* Task details
Please edit the entries from the very beginning through the line that has "xmin=77 ymin=73 xmax=83 ymax=85", replacing "tuxedo lapel" with "jacket lapel" and leaving everything else unchanged. Give back only those lines.

* * * * * * *

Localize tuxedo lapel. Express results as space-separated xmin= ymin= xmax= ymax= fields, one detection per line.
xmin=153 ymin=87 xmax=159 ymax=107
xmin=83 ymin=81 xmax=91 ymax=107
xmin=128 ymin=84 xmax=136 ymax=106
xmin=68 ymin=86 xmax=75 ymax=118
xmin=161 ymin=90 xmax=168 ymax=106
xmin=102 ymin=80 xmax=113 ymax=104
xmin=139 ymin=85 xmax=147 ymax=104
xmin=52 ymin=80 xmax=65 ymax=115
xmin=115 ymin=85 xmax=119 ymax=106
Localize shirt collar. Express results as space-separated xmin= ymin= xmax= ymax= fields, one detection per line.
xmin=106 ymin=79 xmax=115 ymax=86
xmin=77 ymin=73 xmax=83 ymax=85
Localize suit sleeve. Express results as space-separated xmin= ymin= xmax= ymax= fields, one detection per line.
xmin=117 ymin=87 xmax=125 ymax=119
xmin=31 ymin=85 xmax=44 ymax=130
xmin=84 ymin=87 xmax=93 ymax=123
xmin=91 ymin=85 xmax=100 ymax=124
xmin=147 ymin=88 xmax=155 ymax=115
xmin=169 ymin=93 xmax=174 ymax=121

* * * * * * *

* Complete output
Localize jacket lapel. Express results as space-separated xmin= ymin= xmax= ymax= fields, one detection per line.
xmin=153 ymin=87 xmax=159 ymax=107
xmin=83 ymin=81 xmax=91 ymax=107
xmin=128 ymin=84 xmax=136 ymax=106
xmin=68 ymin=86 xmax=75 ymax=118
xmin=161 ymin=90 xmax=168 ymax=106
xmin=102 ymin=80 xmax=113 ymax=104
xmin=139 ymin=85 xmax=147 ymax=104
xmin=52 ymin=80 xmax=65 ymax=115
xmin=115 ymin=85 xmax=119 ymax=106
Localize shirt collar. Express results as space-separated xmin= ymin= xmax= ymax= fields, one detection per line.
xmin=106 ymin=79 xmax=115 ymax=86
xmin=77 ymin=73 xmax=83 ymax=85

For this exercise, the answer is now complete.